>> START PAGE

Another way would be to use the YM2612's internal Timers to also get timing but again this would entail some kind of polling, sadly.

I am in the Office at present but if I have time later then I shall try to put a small Example together for you.

Cheers.

Nemesis
Very interested
Posts: 791
Joined: Wed Nov 07, 2007 1:09 am
Location: Sydney, Australia

Post by Nemesis » Mon Nov 18, 2013 12:28 pm

If you need something fairly high resolution and precise, but for a relatively short period of time, and you don't need the Z80 for anything, it should be possible to have the Z80 spin around incrementing a counter in Z80 ram, and poll it at the beginning and end of your time block from the 68000. This would be very regular. It would probably give you a much more stable and repeatable result than anything which relies on the VDP hcounter.

It really depends on what you want to use the timer to track which approach is most suitable.[/i]

TmEE co.(TM)
Very interested
Posts: 2440
Joined: Tue Dec 05, 2006 1:37 pm
Location: Estonia, Rapla City
Contact:

Post by TmEE co.(TM) » Mon Nov 18, 2013 1:20 pm

Best way is just to change VDP backdrop color, you'll see visually where your code starts and where it ends.
Mida sa loed ? Nagunii aru ei saa ;)
http://www.tmeeco.eu
Files of all broken links and images of mine are found here : http://www.tmeeco.eu/FileDen

MintyTheCat
Very interested
Posts: 484
Joined: Sat Mar 05, 2011 11:11 pm
Location: Berlin, Germany

Post by MintyTheCat » Mon Nov 18, 2013 1:39 pm

TmEE co.(TM) wrote:Best way is just to change VDP backdrop color, you'll see visually where your code starts and where it ends.
If you are going to do it that way then simply use an Interrupt. Plus, that is only really going to give a qualitative answer when numbers are what you need.

MintyTheCat
Very interested
Posts: 484
Joined: Sat Mar 05, 2011 11:11 pm
Location: Berlin, Germany

Post by MintyTheCat » Mon Nov 18, 2013 1:43 pm

Nemesis wrote:If you need something fairly high resolution and precise, but for a relatively short period of time, and you don't need the Z80 for anything, it should be possible to have the Z80 spin around incrementing a counter in Z80 ram, and poll it at the beginning and end of your time block from the 68000. This would be very regular. It would probably give you a much more stable and repeatable result than anything which relies on the VDP hcounter.

It really depends on what you want to use the timer to track which approach is most suitable.[/i]
Yes, that'd make a nice 'nop' :D The thing is though that - and I'd like to be excused for going out on a Limb here but, would it not be that most Commercial Games would use HBlank and VBlank Interrupts and form their Game's Software's State-Machine around that? Plus, unless you are 'between' Notes then the Z80 is likely to be servicing the Audio Hardware so this would not work for anything other than a test, correct?

>> END PAGE

**SET TASK:** Copy the forum thread starting with "TmEE co.(TM) wrote:Best" and going on through "what you need.", swapping "backdrop" for "background".

>> START PROVIDED INFORMATION

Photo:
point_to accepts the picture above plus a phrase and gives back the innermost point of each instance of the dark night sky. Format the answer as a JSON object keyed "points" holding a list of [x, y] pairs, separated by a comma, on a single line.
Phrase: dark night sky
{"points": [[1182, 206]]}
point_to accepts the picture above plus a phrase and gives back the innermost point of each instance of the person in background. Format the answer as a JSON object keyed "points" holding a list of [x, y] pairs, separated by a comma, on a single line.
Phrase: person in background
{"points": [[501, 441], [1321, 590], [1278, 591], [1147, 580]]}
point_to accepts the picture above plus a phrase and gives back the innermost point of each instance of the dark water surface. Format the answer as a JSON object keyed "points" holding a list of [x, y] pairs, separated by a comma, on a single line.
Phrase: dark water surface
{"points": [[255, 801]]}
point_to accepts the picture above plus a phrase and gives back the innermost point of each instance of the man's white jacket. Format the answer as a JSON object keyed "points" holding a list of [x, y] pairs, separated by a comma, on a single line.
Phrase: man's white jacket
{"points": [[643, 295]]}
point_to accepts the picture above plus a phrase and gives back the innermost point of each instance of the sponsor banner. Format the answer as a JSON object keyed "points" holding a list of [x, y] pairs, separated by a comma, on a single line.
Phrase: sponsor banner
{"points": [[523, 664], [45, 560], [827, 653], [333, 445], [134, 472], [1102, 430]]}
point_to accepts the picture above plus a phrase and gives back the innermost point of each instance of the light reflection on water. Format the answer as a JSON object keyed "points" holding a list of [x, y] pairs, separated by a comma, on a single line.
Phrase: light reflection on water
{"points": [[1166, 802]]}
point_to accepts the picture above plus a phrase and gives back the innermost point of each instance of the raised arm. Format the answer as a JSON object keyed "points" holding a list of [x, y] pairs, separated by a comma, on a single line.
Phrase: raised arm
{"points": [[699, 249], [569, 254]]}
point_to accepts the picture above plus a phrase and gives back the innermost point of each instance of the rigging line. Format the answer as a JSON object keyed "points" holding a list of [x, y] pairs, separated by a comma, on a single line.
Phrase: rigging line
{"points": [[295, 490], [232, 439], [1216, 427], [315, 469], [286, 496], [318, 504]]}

>> END PROVIDED INFORMATION

**FINAL RESULT:**
TmEE co.(TM) wrote:Best way is just to change VDP background color, you'll see visually where your code starts and where it ends.
If you are going to do it that way then simply use an Interrupt. Plus, that is only really going to give a qualitative answer when numbers are what you need.